▶ _What you need to do_
Copy verbatim the lines of the records below, from the line with "Every instance of the dark tiled" to the line with "<point>418,322</point>", both included, and nothing else.

▶ _Available data_
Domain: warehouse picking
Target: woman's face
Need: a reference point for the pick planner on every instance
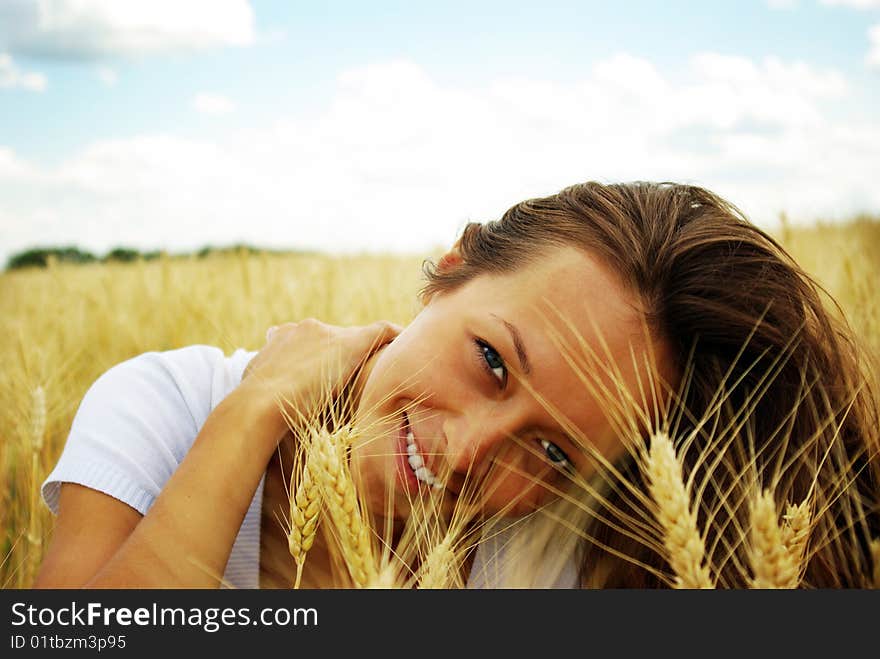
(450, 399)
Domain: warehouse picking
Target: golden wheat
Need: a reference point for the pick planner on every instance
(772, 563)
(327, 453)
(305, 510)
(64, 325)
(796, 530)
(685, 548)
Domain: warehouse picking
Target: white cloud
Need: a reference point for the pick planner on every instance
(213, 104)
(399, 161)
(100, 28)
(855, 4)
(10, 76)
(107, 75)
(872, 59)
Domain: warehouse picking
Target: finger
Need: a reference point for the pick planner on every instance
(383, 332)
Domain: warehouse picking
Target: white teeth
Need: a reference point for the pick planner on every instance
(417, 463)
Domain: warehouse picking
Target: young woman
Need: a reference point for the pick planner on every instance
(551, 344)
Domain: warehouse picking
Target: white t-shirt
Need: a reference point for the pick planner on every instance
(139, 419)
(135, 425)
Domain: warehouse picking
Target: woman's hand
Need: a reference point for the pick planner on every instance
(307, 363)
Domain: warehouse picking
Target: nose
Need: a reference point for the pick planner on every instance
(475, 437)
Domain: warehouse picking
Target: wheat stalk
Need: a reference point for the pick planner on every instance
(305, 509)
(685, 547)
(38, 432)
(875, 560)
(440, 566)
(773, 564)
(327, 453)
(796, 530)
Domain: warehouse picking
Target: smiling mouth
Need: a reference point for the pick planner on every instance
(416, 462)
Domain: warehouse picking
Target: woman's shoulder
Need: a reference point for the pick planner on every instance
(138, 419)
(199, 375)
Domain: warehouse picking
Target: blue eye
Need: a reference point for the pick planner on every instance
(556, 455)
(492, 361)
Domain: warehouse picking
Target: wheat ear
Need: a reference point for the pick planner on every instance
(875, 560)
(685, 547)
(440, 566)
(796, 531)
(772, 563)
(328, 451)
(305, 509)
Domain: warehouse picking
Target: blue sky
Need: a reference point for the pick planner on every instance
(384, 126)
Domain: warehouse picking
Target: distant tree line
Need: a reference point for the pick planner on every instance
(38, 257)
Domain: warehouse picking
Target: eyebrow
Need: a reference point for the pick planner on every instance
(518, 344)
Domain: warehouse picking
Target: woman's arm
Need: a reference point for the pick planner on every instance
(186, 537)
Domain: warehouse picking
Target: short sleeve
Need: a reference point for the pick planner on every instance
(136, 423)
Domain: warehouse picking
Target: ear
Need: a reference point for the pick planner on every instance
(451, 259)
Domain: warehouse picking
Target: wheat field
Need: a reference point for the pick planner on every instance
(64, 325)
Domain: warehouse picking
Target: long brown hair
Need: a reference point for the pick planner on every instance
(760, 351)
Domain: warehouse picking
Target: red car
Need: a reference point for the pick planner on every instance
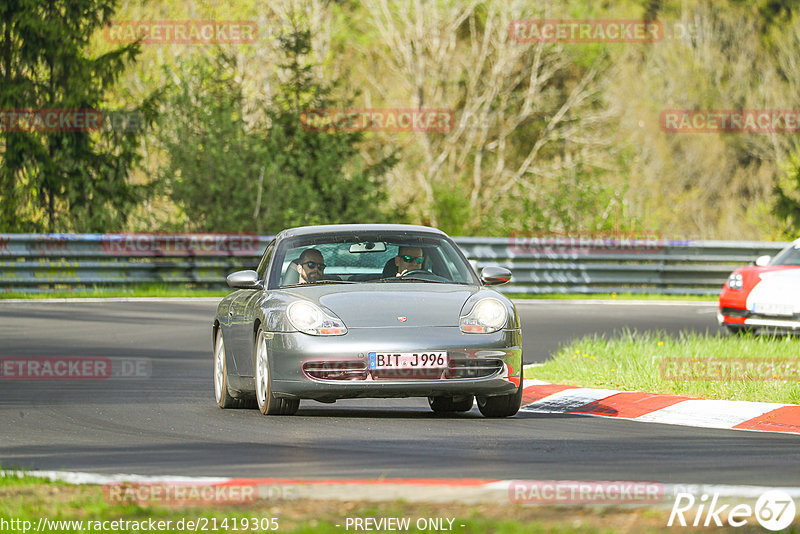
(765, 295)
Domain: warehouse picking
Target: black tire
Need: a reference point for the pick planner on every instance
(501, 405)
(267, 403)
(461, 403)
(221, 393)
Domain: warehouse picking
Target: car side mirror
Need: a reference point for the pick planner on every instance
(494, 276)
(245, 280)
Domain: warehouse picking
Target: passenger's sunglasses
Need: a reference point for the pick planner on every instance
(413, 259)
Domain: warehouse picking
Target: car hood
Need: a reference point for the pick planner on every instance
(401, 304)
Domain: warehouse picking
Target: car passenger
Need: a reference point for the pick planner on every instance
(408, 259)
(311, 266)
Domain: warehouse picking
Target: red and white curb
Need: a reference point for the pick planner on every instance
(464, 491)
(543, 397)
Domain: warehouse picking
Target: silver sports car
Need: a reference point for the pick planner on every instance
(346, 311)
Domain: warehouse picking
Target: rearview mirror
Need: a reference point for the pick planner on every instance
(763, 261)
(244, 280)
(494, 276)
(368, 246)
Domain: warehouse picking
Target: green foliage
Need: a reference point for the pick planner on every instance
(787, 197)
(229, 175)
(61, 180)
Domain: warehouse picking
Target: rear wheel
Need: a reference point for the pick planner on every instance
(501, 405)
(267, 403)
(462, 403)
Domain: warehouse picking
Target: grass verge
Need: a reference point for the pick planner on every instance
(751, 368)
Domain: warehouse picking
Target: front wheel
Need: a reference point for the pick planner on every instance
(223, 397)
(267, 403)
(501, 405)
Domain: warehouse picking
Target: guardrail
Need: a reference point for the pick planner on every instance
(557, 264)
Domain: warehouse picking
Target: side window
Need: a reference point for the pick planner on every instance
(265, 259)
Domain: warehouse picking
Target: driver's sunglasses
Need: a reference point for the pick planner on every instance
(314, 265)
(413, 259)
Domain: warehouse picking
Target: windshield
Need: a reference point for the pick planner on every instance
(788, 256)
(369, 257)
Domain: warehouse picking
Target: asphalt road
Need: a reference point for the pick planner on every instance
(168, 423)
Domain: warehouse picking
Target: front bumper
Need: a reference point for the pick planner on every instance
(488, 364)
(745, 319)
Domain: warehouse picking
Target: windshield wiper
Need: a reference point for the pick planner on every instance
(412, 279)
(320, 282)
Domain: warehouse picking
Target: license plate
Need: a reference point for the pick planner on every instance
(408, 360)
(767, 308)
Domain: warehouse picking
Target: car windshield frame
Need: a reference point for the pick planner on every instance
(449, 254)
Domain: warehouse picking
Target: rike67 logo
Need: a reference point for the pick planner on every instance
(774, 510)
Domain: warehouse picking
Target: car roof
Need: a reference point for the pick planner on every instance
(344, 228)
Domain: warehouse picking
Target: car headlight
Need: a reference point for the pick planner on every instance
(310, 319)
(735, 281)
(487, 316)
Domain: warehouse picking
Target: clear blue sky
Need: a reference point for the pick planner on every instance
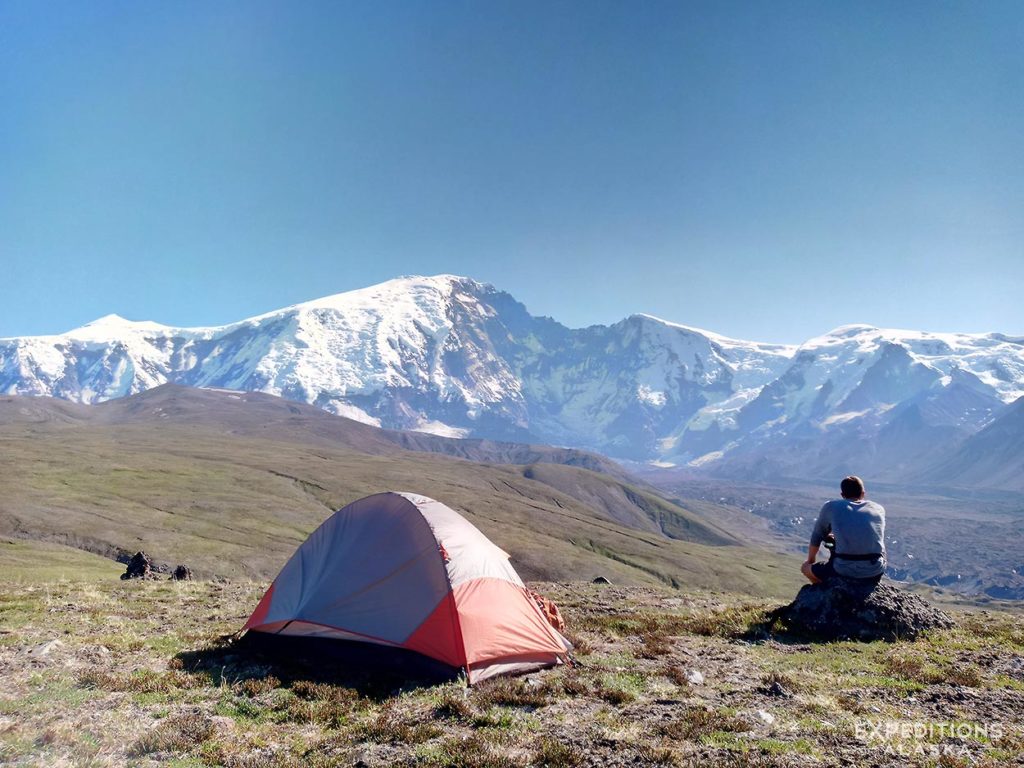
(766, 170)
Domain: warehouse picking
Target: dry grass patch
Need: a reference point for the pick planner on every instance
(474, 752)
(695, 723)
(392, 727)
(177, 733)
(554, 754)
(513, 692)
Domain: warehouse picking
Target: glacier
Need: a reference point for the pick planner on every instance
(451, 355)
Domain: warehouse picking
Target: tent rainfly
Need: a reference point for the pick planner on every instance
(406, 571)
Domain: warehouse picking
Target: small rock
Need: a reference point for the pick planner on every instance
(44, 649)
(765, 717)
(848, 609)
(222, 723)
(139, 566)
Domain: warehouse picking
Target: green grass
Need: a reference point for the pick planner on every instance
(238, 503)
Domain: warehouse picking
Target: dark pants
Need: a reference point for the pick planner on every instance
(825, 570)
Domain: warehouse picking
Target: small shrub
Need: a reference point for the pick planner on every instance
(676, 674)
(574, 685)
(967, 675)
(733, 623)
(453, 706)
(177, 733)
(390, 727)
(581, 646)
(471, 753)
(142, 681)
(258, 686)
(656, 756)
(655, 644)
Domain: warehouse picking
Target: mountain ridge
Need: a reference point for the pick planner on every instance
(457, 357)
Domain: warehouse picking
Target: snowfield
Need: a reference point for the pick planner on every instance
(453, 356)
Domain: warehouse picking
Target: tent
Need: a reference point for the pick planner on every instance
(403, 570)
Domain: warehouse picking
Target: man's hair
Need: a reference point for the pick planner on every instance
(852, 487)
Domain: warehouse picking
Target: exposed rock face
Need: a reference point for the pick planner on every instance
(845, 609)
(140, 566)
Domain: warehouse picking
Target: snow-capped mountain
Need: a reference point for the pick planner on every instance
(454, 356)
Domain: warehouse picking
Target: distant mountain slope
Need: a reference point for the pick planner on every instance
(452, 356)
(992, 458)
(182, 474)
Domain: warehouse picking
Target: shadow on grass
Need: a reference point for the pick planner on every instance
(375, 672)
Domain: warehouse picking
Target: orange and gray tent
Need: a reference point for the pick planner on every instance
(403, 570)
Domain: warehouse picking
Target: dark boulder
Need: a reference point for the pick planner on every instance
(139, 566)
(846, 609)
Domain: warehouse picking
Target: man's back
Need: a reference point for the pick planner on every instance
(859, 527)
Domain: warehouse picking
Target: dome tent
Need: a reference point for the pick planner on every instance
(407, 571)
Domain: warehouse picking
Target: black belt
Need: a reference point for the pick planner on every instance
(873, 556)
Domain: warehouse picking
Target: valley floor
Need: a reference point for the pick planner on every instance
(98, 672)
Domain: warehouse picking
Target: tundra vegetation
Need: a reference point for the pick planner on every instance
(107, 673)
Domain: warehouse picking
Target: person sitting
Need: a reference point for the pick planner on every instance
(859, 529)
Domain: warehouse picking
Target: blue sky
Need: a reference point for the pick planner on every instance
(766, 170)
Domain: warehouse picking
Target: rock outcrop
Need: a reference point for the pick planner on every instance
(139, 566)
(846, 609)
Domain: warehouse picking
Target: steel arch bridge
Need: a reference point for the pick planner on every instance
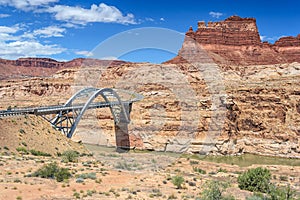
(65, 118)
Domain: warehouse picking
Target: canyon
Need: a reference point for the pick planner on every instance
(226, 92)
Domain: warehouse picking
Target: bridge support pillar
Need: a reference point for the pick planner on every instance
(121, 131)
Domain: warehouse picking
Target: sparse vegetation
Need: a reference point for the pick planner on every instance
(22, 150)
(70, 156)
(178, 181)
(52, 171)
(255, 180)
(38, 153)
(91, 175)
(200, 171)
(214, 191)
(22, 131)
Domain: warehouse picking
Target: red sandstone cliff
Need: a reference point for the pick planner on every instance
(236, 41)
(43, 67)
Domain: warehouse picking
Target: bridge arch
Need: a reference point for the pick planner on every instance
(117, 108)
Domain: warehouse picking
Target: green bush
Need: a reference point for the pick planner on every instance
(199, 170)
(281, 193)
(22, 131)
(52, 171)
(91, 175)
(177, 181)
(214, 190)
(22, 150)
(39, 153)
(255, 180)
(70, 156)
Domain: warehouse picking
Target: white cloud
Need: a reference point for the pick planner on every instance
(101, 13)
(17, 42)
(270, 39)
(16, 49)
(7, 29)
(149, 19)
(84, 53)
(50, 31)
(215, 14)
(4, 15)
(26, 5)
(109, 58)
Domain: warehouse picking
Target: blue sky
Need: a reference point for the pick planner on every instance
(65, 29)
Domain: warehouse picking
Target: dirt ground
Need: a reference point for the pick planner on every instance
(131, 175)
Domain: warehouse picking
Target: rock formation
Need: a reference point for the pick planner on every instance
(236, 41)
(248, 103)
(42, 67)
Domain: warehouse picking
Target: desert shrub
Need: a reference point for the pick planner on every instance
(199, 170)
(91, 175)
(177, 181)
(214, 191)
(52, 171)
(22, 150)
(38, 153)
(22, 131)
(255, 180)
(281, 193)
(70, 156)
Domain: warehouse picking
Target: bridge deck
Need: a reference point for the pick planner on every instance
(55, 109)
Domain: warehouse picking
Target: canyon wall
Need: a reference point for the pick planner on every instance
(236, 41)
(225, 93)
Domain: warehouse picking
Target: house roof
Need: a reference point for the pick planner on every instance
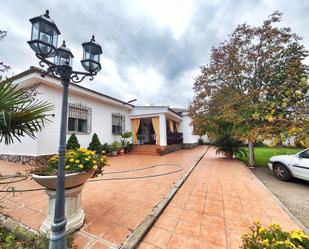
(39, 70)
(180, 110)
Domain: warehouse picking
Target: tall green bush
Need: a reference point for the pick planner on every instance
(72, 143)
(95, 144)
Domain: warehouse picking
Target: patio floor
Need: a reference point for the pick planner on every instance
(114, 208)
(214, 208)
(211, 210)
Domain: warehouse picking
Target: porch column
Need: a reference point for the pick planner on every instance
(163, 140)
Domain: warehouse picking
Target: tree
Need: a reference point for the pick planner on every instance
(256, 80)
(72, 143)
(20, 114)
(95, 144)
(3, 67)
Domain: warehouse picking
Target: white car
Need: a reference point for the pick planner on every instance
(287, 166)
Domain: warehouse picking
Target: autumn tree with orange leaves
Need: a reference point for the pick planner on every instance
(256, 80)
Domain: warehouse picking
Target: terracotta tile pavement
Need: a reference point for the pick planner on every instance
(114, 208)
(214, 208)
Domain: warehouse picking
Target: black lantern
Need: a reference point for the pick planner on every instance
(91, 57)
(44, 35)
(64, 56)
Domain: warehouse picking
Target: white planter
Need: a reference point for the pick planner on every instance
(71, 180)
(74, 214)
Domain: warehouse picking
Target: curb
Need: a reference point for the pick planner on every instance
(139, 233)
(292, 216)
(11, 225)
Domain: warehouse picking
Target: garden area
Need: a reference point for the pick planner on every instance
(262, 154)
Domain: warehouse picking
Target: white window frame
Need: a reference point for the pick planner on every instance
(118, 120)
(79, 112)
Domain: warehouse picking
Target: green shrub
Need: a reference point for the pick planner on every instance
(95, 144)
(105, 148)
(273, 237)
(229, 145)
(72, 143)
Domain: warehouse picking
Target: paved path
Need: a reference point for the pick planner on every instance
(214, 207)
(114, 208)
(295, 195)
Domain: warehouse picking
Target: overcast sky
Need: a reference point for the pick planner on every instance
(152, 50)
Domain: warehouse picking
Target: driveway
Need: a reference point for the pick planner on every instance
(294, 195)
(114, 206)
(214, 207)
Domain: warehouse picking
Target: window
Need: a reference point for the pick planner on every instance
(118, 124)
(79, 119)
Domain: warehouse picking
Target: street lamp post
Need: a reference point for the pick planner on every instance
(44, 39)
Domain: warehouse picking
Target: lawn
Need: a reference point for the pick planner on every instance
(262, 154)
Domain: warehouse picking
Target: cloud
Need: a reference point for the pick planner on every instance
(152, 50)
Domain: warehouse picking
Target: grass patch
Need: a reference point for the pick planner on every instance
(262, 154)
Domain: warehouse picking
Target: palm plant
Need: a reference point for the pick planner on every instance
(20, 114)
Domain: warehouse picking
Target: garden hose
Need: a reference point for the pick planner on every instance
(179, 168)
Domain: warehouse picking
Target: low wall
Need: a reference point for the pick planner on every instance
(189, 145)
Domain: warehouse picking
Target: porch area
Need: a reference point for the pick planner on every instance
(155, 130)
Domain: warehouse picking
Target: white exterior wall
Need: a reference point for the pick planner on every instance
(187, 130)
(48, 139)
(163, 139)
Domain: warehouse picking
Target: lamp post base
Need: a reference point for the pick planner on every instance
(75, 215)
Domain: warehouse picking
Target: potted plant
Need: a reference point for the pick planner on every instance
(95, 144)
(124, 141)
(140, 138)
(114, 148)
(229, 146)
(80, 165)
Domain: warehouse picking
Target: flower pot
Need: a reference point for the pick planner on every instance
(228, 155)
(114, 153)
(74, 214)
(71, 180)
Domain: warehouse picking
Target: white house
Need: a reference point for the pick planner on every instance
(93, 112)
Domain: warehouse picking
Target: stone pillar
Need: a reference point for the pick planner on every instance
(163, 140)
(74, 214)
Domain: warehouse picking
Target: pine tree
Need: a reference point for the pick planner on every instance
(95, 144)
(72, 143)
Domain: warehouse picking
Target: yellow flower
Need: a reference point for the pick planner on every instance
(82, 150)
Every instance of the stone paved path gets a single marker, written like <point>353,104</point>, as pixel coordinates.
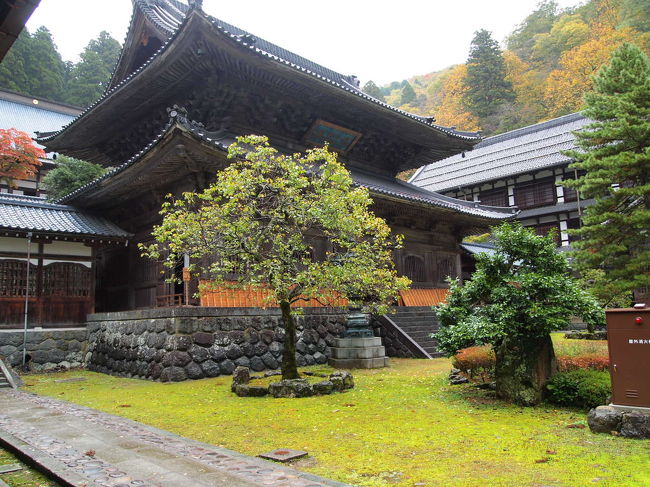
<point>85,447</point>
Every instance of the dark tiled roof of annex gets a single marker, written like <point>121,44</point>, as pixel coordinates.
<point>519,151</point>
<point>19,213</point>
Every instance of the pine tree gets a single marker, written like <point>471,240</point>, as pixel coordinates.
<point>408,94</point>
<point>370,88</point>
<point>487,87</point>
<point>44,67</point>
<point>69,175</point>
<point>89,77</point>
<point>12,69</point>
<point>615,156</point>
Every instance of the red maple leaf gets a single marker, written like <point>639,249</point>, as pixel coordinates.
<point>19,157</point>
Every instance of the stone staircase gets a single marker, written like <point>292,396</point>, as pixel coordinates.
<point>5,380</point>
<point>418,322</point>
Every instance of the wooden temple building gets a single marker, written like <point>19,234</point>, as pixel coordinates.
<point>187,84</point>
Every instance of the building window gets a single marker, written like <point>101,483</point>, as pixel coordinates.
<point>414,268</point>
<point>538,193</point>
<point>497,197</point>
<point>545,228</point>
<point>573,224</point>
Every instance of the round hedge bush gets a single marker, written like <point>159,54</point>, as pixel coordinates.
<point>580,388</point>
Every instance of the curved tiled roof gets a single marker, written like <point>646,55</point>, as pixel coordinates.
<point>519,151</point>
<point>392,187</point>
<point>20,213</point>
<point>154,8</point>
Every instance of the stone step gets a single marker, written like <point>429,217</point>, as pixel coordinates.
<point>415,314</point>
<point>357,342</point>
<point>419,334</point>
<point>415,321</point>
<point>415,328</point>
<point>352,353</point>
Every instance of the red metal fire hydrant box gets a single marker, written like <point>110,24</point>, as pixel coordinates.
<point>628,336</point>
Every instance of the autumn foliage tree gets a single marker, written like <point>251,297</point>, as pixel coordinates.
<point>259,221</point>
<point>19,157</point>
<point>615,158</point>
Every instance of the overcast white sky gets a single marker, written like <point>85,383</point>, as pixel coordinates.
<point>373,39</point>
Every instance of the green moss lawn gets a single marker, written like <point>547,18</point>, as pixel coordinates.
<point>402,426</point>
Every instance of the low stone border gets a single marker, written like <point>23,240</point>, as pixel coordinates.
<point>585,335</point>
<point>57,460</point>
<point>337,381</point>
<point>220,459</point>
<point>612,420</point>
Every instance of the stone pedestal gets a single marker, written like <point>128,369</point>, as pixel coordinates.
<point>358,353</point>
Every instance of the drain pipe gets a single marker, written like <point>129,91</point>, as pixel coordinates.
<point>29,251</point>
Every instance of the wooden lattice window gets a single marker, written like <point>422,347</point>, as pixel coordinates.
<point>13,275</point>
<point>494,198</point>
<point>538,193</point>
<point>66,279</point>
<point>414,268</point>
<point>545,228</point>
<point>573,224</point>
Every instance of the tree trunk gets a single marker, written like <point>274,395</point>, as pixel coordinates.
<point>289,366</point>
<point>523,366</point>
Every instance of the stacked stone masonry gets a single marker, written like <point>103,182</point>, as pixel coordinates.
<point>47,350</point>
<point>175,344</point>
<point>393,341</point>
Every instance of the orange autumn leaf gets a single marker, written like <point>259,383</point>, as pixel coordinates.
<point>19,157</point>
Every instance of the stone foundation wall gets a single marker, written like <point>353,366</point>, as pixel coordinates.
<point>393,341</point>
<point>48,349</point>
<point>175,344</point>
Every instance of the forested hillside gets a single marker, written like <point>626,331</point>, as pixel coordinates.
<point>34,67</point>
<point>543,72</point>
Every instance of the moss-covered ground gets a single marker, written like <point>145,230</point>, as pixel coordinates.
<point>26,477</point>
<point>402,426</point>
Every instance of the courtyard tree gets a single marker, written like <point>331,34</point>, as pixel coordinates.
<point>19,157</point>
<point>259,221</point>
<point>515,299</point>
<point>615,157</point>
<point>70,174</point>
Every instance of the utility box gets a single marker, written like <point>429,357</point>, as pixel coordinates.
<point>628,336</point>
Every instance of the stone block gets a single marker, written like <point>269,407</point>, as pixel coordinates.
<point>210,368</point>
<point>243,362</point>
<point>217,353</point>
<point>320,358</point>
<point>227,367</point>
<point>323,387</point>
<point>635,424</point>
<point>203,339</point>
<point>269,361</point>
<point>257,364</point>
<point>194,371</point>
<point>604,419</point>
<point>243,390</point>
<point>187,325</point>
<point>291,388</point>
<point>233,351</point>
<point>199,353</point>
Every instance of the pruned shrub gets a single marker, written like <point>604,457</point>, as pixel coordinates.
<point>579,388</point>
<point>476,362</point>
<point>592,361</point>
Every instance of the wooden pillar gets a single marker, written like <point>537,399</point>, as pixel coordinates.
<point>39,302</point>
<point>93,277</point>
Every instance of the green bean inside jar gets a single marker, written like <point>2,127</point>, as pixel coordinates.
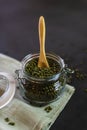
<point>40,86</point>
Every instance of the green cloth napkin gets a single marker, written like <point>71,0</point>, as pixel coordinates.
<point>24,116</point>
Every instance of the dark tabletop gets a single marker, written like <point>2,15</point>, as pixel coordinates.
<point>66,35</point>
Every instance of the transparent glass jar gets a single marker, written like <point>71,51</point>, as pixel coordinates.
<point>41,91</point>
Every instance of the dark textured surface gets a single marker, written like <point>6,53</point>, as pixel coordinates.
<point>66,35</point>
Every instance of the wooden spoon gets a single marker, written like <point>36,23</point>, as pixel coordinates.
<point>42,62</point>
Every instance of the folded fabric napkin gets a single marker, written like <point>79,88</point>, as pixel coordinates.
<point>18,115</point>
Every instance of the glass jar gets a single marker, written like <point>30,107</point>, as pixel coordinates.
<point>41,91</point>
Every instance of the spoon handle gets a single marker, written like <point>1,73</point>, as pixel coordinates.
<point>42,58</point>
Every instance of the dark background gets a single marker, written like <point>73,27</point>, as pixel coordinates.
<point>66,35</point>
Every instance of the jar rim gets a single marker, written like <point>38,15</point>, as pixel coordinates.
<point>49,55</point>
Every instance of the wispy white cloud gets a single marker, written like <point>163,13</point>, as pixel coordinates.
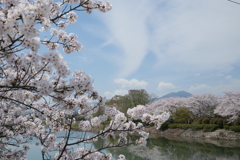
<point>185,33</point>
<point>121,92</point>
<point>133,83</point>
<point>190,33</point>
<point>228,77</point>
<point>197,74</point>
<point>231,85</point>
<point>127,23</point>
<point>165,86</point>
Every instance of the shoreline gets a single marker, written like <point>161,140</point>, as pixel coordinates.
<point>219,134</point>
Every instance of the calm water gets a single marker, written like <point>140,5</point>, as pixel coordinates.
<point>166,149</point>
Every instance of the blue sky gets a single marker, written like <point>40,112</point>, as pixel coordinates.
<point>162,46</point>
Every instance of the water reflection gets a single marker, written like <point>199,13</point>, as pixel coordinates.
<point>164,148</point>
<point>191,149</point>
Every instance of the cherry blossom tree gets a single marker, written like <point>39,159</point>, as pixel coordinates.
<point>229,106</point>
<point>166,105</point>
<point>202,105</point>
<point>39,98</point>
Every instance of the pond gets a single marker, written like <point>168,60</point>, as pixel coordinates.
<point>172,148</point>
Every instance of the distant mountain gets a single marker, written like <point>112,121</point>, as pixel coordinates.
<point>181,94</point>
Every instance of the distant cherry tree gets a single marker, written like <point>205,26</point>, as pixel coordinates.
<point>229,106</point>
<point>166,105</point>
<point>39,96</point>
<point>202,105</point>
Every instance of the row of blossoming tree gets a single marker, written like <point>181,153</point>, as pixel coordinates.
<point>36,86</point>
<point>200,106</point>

▶ _Answer below_
Every instance of the dark tiled roof of annex gets a single marker, written like <point>121,44</point>, as pixel coordinates.
<point>519,151</point>
<point>19,213</point>
Every instance of the pine tree gets a single marker, written like <point>471,240</point>, as pixel coordinates.
<point>408,94</point>
<point>370,88</point>
<point>487,87</point>
<point>44,67</point>
<point>69,175</point>
<point>89,77</point>
<point>12,69</point>
<point>615,156</point>
Every instance of the red maple leaf gets a single marker, written like <point>639,249</point>, as pixel coordinates.
<point>19,157</point>
Every instance of the stone staircase gets a single marker, written like <point>292,396</point>, as pixel coordinates.
<point>5,380</point>
<point>418,322</point>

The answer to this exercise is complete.